EXERCISE TASK
Gather each line of the listing below that contains the word "green", treating uppercase and lowercase letters as distinct.

--------------------------------

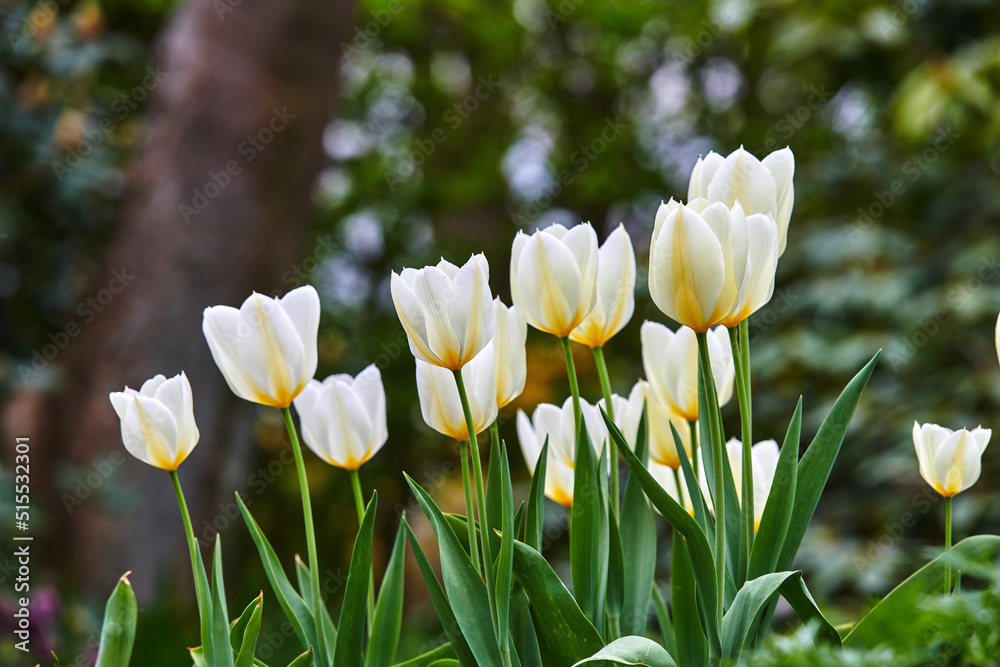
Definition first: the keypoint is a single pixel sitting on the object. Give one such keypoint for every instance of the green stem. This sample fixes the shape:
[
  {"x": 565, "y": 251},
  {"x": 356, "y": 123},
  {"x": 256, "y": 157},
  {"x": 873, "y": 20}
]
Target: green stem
[
  {"x": 300, "y": 468},
  {"x": 602, "y": 373},
  {"x": 715, "y": 430},
  {"x": 359, "y": 504},
  {"x": 201, "y": 594},
  {"x": 574, "y": 387},
  {"x": 947, "y": 546},
  {"x": 463, "y": 447},
  {"x": 481, "y": 515},
  {"x": 747, "y": 505}
]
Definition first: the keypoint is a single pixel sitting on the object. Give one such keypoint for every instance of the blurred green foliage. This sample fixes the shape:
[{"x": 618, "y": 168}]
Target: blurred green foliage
[{"x": 462, "y": 122}]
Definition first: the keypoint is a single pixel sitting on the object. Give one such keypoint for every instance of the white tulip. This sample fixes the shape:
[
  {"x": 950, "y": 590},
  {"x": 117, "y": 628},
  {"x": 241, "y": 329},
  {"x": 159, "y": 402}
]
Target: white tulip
[
  {"x": 764, "y": 460},
  {"x": 441, "y": 405},
  {"x": 559, "y": 426},
  {"x": 950, "y": 461},
  {"x": 615, "y": 292},
  {"x": 158, "y": 424},
  {"x": 266, "y": 349},
  {"x": 760, "y": 186},
  {"x": 509, "y": 335},
  {"x": 670, "y": 360},
  {"x": 343, "y": 418},
  {"x": 553, "y": 276},
  {"x": 446, "y": 311}
]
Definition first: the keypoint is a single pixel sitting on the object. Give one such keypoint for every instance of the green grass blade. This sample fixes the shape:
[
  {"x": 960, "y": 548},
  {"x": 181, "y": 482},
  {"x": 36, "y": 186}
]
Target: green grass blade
[
  {"x": 389, "y": 609},
  {"x": 118, "y": 629},
  {"x": 351, "y": 633}
]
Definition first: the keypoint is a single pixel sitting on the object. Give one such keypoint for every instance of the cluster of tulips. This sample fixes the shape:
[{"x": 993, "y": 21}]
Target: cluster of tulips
[{"x": 739, "y": 510}]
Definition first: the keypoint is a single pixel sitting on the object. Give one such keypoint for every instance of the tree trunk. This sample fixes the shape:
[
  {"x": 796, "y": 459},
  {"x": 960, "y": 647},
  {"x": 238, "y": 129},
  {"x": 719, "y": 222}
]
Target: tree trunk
[{"x": 218, "y": 207}]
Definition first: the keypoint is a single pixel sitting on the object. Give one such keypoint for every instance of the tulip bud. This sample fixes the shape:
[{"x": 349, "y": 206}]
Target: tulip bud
[
  {"x": 446, "y": 311},
  {"x": 158, "y": 425},
  {"x": 343, "y": 418},
  {"x": 558, "y": 425},
  {"x": 760, "y": 186},
  {"x": 266, "y": 349},
  {"x": 440, "y": 403},
  {"x": 670, "y": 360},
  {"x": 950, "y": 461},
  {"x": 553, "y": 276},
  {"x": 509, "y": 335},
  {"x": 615, "y": 292}
]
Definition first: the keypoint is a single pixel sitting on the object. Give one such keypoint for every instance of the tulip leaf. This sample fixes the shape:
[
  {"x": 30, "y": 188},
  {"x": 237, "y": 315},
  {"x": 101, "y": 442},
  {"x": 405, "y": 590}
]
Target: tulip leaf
[
  {"x": 535, "y": 522},
  {"x": 439, "y": 599},
  {"x": 432, "y": 656},
  {"x": 295, "y": 608},
  {"x": 237, "y": 629},
  {"x": 505, "y": 560},
  {"x": 349, "y": 650},
  {"x": 778, "y": 510},
  {"x": 873, "y": 629},
  {"x": 118, "y": 629},
  {"x": 816, "y": 464},
  {"x": 751, "y": 602},
  {"x": 564, "y": 633},
  {"x": 638, "y": 541},
  {"x": 588, "y": 535},
  {"x": 305, "y": 590},
  {"x": 637, "y": 651},
  {"x": 250, "y": 632},
  {"x": 466, "y": 590},
  {"x": 388, "y": 617},
  {"x": 677, "y": 516},
  {"x": 522, "y": 632},
  {"x": 220, "y": 650},
  {"x": 689, "y": 636}
]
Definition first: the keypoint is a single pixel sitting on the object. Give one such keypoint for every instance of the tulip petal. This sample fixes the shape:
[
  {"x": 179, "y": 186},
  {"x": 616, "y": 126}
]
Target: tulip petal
[{"x": 220, "y": 325}]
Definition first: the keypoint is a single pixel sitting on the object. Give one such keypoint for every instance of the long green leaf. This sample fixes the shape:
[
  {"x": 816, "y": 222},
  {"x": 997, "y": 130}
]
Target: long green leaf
[
  {"x": 677, "y": 516},
  {"x": 389, "y": 609},
  {"x": 780, "y": 501},
  {"x": 440, "y": 601},
  {"x": 251, "y": 631},
  {"x": 439, "y": 653},
  {"x": 564, "y": 633},
  {"x": 295, "y": 608},
  {"x": 689, "y": 636},
  {"x": 466, "y": 589},
  {"x": 118, "y": 629},
  {"x": 633, "y": 651},
  {"x": 588, "y": 535},
  {"x": 351, "y": 633},
  {"x": 751, "y": 602},
  {"x": 222, "y": 652},
  {"x": 881, "y": 623},
  {"x": 817, "y": 462}
]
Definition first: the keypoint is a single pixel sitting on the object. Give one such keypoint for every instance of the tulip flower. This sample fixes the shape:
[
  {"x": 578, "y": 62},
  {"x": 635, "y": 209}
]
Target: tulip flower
[
  {"x": 557, "y": 424},
  {"x": 662, "y": 448},
  {"x": 266, "y": 349},
  {"x": 343, "y": 418},
  {"x": 441, "y": 405},
  {"x": 553, "y": 276},
  {"x": 510, "y": 355},
  {"x": 950, "y": 461},
  {"x": 615, "y": 292},
  {"x": 670, "y": 360},
  {"x": 764, "y": 461},
  {"x": 446, "y": 311},
  {"x": 158, "y": 424},
  {"x": 760, "y": 186}
]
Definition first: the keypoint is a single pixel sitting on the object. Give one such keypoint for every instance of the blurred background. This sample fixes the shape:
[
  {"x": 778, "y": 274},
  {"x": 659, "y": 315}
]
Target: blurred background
[{"x": 158, "y": 157}]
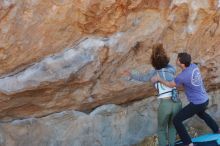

--------------------------------

WRITTEN REPLY
Definition first: the keypoint is a single pixel sitting on the object. Give one such keypoint for every instance of the green stem. This sample fixes the shape:
Target: green stem
Definition first: the keypoint is a single pixel sitting on the object. Give one such keypoint for every instance of the blurred green foliage. This sample fixes the shape:
Target: blurred green foliage
Definition first: the keypoint is a single pixel sitting on the object. Give one such keypoint for every instance of the green grass blade. This sample fixes the shape:
Target: green grass blade
Definition first: the keypoint is a single pixel sitting on the object. Give one such keypoint for every instance of the long green leaf. This sample fixes the shape:
Target: long green leaf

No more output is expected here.